▶ **What is being asked**
Could you turn every line of the records below into a Markdown table, with the row number under "Row" and the line itself under "Text", and with blank lines left out?

╔══

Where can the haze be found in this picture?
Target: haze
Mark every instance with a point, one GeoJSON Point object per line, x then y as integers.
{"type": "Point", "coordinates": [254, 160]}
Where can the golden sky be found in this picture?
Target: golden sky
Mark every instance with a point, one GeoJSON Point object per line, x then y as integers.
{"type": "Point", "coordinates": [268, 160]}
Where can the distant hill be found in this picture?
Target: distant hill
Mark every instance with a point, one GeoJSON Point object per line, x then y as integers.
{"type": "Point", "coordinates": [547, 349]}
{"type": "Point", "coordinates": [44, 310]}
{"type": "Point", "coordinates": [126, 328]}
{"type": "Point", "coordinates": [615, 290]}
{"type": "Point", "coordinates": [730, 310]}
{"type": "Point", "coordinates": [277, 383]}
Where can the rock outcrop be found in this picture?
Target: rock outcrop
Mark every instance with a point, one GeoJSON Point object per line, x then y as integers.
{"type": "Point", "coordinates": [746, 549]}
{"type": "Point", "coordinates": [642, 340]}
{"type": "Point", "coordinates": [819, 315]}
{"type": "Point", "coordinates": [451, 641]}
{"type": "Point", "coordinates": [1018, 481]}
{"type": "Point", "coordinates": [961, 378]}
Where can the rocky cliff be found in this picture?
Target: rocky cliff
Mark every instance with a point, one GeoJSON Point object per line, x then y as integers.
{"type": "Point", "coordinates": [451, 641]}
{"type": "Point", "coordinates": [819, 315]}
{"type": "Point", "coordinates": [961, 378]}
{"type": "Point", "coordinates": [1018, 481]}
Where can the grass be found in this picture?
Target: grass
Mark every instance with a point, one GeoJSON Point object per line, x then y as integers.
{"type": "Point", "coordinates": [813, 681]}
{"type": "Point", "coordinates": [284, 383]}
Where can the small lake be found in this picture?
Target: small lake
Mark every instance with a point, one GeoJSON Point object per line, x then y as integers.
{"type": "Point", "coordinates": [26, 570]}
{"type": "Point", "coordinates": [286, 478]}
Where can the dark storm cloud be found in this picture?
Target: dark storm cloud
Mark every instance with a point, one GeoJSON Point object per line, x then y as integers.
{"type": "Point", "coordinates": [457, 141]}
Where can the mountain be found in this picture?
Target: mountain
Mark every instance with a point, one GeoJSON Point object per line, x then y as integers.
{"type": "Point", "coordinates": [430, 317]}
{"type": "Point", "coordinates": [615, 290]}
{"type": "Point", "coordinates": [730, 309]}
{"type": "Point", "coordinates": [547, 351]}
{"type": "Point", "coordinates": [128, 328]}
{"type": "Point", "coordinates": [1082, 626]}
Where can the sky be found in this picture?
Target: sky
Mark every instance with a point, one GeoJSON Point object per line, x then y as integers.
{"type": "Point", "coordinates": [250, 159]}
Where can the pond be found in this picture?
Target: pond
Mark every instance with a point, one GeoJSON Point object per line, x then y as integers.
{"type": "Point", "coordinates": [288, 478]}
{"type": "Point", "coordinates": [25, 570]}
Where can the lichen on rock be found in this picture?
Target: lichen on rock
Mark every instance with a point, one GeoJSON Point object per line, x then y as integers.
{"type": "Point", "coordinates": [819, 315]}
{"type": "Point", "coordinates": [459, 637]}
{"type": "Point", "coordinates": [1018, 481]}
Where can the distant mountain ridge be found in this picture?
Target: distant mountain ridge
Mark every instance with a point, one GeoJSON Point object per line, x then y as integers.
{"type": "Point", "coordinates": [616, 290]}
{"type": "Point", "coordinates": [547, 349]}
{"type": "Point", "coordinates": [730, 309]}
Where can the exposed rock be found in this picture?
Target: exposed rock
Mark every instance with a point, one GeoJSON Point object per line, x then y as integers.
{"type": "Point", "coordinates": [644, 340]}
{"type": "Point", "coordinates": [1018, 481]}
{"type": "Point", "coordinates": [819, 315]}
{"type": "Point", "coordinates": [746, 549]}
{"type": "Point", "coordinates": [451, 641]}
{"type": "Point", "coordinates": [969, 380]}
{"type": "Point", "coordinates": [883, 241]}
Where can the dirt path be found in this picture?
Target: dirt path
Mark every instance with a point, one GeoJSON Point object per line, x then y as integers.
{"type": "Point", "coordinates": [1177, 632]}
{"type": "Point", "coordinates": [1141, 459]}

╚══

▶ **Result for this exercise**
| Row | Text |
|---|---|
| 1 | Where can the haze be found in this picture? |
| 2 | Target: haze |
| 3 | Mark every instance with a point, one GeoJSON Point object per line, x then y as integers. |
| 4 | {"type": "Point", "coordinates": [254, 160]} |
| 5 | Where can the golden sky be found in this picture? |
| 6 | Target: golden sky |
| 7 | Mark every instance with a point, one GeoJSON Point object per line, x then y as integers. |
| 8 | {"type": "Point", "coordinates": [268, 160]} |
| 9 | Where can the distant hill be found in this picture? |
| 10 | Target: distant hill |
| 11 | Mark every instance with a point, one GeoJSON Point object per line, x then y as integers. |
| 12 | {"type": "Point", "coordinates": [547, 349]} |
| 13 | {"type": "Point", "coordinates": [44, 310]} |
| 14 | {"type": "Point", "coordinates": [126, 328]} |
| 15 | {"type": "Point", "coordinates": [615, 290]} |
| 16 | {"type": "Point", "coordinates": [730, 310]} |
| 17 | {"type": "Point", "coordinates": [277, 383]} |
| 18 | Where can the rock outcrop be found in this picture? |
| 19 | Target: rock outcrop |
| 20 | Mark every instance with a point, one GeoJSON Point object per line, x then y as integers. |
| 21 | {"type": "Point", "coordinates": [746, 549]} |
| 22 | {"type": "Point", "coordinates": [642, 340]} |
| 23 | {"type": "Point", "coordinates": [819, 315]} |
| 24 | {"type": "Point", "coordinates": [451, 641]} |
| 25 | {"type": "Point", "coordinates": [1018, 481]} |
| 26 | {"type": "Point", "coordinates": [961, 378]} |
| 27 | Where can the rocky cliff be found in this picture? |
| 28 | Target: rocky cliff |
| 29 | Mark every instance with a point, one GeoJSON Point object per line, x then y as integers. |
| 30 | {"type": "Point", "coordinates": [451, 641]} |
| 31 | {"type": "Point", "coordinates": [819, 315]} |
| 32 | {"type": "Point", "coordinates": [961, 378]} |
| 33 | {"type": "Point", "coordinates": [1018, 481]} |
| 34 | Where can the grass be found in this picture? |
| 35 | Target: grass |
| 36 | Mark every instance with a point, one GeoJSON Point object per line, x then y as integers. |
| 37 | {"type": "Point", "coordinates": [813, 681]} |
| 38 | {"type": "Point", "coordinates": [284, 383]} |
| 39 | Where can the small lake be found in this picture? |
| 40 | Target: small lake |
| 41 | Mark every instance with a point, one GeoJSON Point object per line, x then y as integers. |
| 42 | {"type": "Point", "coordinates": [26, 570]} |
| 43 | {"type": "Point", "coordinates": [286, 478]} |
| 44 | Where can the dark storm cloud be found in this picture? |
| 45 | Target: dark storm cloud |
| 46 | Mark every instance with a point, one GeoJSON Point object per line, x then y as integers. |
| 47 | {"type": "Point", "coordinates": [457, 141]} |
| 48 | Where can the mountain be found in this picture? |
| 49 | Target: mountain |
| 50 | Mark every instance with a point, one GeoJSON Point object per line, x then y as integers. |
| 51 | {"type": "Point", "coordinates": [430, 317]} |
| 52 | {"type": "Point", "coordinates": [615, 290]} |
| 53 | {"type": "Point", "coordinates": [730, 309]} |
| 54 | {"type": "Point", "coordinates": [547, 351]} |
| 55 | {"type": "Point", "coordinates": [128, 328]} |
| 56 | {"type": "Point", "coordinates": [1082, 626]} |
| 57 | Where can the sky be found in this picture? |
| 58 | Target: sky |
| 59 | Mark every instance with a point, one GeoJSON Point object per line, x then y as integers. |
| 60 | {"type": "Point", "coordinates": [250, 159]} |
| 61 | Where can the pond be found in this picture? |
| 62 | Target: pond |
| 63 | Mark every instance with a point, one GeoJSON Point object per line, x then y as integers. |
| 64 | {"type": "Point", "coordinates": [288, 478]} |
| 65 | {"type": "Point", "coordinates": [25, 570]} |
| 66 | Where can the lichen on rock be found in this picture? |
| 67 | Target: lichen on rock |
| 68 | Mark every instance with a point, one GeoJSON Point object per line, x then y as integers. |
| 69 | {"type": "Point", "coordinates": [819, 315]} |
| 70 | {"type": "Point", "coordinates": [459, 637]} |
| 71 | {"type": "Point", "coordinates": [1018, 481]} |
| 72 | Where can the distant mountain ridge be found in this picture? |
| 73 | Target: distant mountain ridge |
| 74 | Mark every instance with a point, one GeoJSON Point object per line, x then y as integers. |
| 75 | {"type": "Point", "coordinates": [616, 290]} |
| 76 | {"type": "Point", "coordinates": [547, 349]} |
| 77 | {"type": "Point", "coordinates": [730, 309]} |
| 78 | Where can the exposed rock be found in this picture? |
| 79 | Target: exposed rock |
| 80 | Mark every instance with a point, one GeoJSON Point object per line, x then y as integers. |
| 81 | {"type": "Point", "coordinates": [644, 340]} |
| 82 | {"type": "Point", "coordinates": [1018, 481]} |
| 83 | {"type": "Point", "coordinates": [819, 315]} |
| 84 | {"type": "Point", "coordinates": [746, 549]} |
| 85 | {"type": "Point", "coordinates": [451, 641]} |
| 86 | {"type": "Point", "coordinates": [969, 380]} |
| 87 | {"type": "Point", "coordinates": [883, 241]} |
| 88 | Where can the dirt path be found in this picture? |
| 89 | Target: dirt path |
| 90 | Mark every instance with a point, one GeoJSON Point object per line, x then y as integers. |
| 91 | {"type": "Point", "coordinates": [1177, 632]} |
| 92 | {"type": "Point", "coordinates": [1141, 459]} |